- **EXERCISE**
With nothing added and nothing dropped, copy the entire listing.

- **INFORMATION PROVIDED**

Segment Open

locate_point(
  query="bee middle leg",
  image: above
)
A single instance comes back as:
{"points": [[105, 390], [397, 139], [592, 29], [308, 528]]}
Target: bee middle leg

Segment Closed

- **OUTPUT OF THE EXERCISE**
locate_point(
  query="bee middle leg",
  image: above
)
A single instance comes back as:
{"points": [[105, 390], [397, 139], [592, 29], [308, 528]]}
Target: bee middle leg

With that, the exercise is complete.